** BEGIN Excerpt to read **

Matthew does NOT looked Dazed and Confused this week!!

25 Arizona Wildcats vs 20 Arizona St Sun Devils Duel in the Desert for the Territorial Cup 800pm

Couple of 8-3 Desert Dwellers..Interesting to see Wildcats favored in Tempe but maybe because its being played at night so the Sun Devil’s power is shaded ( that is weak, even for you ZT! ). Both squads can play defense and only loss in last 5 games for both teams is to the Houston Cougars. Close one and going with the home team ( ok 113 miles apart but still ) Upset Special Sun Devils ( even at night! ) 21 Wild ‘n Out Cats 20

Saturday

1 Ohio State vs 15 Michigan The Game 11am

Can THE Ohio State break the Blue curse?? It has been 2190 days ( as of Friday ) since the Buckeyes defeated the Wolverines. It all points to the Buckeyes but….believe Ryan Day will play for a sustained, ball control game and that will keep this score lower and TIGHTER than predicted. It is in Ann Arbor so that’s a HUGE advantage for the GO BLUE gang. Buckeyes. 21 Wolverines 20

“Rather be a 1-armed man fighting Mike Tyson than play here!” said 1 OSU fan


12 Miami vs 24 Pittsburgh 11am

Hurricanes are out of season in the Atlantic and the Gulf of America but this game is in the Steel City that is known for the 446 bridges and the home of Heinz Ketchup ( ZT…do you think this is a travel channel blog? ). Panthers took care of GT on the road and now have a chance to ruin Mario Cristobal’s holidays. Can Pitt HC Narduzzi make it happen with the “don’t care if ND beats us by 100 as long as we win next 2” statement? He is half way there and Mario tends to coach big games with both hands on his own neck. ZT buying into the Coach N hype and playing in 32 degree weather. Upset Special Panthers 27 Frost Warning 24

Miami Players will just love the weather in Pittsburgh on Saturday & so will the 42 fans that left South Beach to come to the game!!

** END Excerpt to read **

* _Written request_
Write down the college football picks word for word, between "12 Miami vs" and "to the game!!", inclusive. These rows have no connection to the college football picks.

** BEGIN Excerpted records **

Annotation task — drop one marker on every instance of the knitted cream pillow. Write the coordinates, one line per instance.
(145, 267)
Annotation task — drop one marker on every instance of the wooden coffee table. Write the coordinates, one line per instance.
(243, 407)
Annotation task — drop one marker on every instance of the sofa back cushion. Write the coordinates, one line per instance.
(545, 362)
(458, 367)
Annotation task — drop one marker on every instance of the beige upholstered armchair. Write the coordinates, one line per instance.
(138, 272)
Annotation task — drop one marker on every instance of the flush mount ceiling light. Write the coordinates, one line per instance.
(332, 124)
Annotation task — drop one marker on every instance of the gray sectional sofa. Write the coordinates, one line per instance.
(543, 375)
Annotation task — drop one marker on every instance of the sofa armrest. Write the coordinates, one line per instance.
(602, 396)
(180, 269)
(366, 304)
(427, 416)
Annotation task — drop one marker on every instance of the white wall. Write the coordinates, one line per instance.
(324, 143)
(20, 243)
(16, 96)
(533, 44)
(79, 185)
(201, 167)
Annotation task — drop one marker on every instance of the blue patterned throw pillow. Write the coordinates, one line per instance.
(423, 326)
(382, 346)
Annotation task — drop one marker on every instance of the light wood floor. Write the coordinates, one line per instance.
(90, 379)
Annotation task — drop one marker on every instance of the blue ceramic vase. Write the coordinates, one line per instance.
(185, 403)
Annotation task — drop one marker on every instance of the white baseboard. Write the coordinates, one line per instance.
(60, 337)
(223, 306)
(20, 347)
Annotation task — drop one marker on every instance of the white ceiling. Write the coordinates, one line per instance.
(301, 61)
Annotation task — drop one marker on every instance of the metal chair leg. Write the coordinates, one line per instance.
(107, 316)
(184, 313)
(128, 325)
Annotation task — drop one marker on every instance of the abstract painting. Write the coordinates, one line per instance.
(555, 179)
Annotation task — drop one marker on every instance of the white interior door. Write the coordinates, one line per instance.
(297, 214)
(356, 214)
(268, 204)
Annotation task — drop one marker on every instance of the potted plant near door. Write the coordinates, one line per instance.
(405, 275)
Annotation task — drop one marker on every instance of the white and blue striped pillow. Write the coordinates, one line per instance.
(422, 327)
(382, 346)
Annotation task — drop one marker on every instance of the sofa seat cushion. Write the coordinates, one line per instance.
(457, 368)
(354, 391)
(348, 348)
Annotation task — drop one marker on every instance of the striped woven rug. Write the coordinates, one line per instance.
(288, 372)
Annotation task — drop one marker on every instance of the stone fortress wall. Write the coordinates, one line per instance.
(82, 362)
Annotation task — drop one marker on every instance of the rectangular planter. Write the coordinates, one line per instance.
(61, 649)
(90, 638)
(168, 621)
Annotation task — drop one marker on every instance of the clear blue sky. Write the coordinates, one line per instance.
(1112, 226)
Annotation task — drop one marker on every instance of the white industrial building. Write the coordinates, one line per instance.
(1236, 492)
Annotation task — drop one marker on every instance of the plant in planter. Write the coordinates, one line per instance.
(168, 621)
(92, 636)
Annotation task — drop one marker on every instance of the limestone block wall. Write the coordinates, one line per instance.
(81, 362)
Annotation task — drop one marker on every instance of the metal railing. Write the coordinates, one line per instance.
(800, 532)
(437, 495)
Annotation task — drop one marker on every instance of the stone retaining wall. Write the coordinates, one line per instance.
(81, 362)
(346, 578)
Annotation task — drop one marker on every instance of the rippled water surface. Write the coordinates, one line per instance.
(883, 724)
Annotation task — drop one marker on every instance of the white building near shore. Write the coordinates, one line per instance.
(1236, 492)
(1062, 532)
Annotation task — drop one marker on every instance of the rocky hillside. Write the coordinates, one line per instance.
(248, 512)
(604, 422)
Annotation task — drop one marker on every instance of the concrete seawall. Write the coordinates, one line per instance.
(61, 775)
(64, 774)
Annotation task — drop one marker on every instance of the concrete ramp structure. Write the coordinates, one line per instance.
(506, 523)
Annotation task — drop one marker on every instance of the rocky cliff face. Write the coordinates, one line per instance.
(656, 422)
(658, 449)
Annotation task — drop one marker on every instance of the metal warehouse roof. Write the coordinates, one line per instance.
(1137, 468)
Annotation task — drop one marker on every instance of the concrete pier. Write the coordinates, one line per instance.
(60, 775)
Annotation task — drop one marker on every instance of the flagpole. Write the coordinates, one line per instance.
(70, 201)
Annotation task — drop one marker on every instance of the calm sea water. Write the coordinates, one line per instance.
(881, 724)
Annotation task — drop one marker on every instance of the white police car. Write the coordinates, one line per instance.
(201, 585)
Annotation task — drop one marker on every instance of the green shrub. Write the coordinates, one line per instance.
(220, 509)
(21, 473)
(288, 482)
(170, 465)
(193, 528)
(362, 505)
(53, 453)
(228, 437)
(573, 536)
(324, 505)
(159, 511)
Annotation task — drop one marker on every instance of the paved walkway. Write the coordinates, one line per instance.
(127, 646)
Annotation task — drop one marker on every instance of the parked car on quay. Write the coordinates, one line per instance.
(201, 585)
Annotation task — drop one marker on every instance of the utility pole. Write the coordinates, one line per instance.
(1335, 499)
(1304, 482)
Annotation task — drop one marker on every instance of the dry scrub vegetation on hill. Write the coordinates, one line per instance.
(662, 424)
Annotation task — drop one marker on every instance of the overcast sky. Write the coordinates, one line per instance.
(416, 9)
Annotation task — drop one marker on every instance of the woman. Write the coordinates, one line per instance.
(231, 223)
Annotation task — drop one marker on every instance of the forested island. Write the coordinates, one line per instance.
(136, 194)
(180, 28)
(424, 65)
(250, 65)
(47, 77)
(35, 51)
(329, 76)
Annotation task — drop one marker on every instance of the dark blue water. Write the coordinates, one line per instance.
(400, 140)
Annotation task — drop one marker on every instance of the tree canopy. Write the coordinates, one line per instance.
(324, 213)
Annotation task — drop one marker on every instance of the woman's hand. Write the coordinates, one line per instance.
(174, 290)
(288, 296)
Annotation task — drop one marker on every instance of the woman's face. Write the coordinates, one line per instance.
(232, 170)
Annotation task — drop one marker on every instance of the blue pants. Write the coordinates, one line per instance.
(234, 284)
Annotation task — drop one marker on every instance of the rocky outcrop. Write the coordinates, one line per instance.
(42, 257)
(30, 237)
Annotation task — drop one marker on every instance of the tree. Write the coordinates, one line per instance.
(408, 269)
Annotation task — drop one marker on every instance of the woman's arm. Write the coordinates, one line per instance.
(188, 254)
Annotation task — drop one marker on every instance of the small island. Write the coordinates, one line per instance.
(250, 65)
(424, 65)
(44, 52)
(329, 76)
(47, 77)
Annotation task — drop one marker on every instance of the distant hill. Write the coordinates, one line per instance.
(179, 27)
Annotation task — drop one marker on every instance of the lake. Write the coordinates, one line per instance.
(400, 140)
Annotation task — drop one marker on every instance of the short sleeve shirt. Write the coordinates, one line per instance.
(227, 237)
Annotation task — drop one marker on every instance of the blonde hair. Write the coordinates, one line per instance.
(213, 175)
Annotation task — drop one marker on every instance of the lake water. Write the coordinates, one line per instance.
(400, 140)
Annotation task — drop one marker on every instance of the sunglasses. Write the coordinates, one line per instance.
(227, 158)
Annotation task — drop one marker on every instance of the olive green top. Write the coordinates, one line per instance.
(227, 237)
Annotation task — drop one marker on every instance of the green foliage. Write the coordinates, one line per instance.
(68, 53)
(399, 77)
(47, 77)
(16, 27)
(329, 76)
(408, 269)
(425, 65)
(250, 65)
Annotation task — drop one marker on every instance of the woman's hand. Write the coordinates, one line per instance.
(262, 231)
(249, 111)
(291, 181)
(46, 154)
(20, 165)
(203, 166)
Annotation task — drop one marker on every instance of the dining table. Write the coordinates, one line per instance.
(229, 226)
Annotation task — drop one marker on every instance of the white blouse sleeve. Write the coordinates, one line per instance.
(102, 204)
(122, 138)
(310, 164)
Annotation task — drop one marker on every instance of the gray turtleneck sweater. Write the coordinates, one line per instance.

** END Excerpted records **

* _Answer_
12 Miami vs 24 Pittsburgh 11am

Hurricanes are out of season in the Atlantic and the Gulf of America but this game is in the Steel City that is known for the 446 bridges and the home of Heinz Ketchup ( ZT…do you think this is a travel channel blog? ). Panthers took care of GT on the road and now have a chance to ruin Mario Cristobal’s holidays. Can Pitt HC Narduzzi make it happen with the “don’t care if ND beats us by 100 as long as we win next 2” statement? He is half way there and Mario tends to coach big games with both hands on his own neck. ZT buying into the Coach N hype and playing in 32 degree weather. Upset Special Panthers 27 Frost Warning 24

Miami Players will just love the weather in Pittsburgh on Saturday & so will the 42 fans that left South Beach to come to the game!!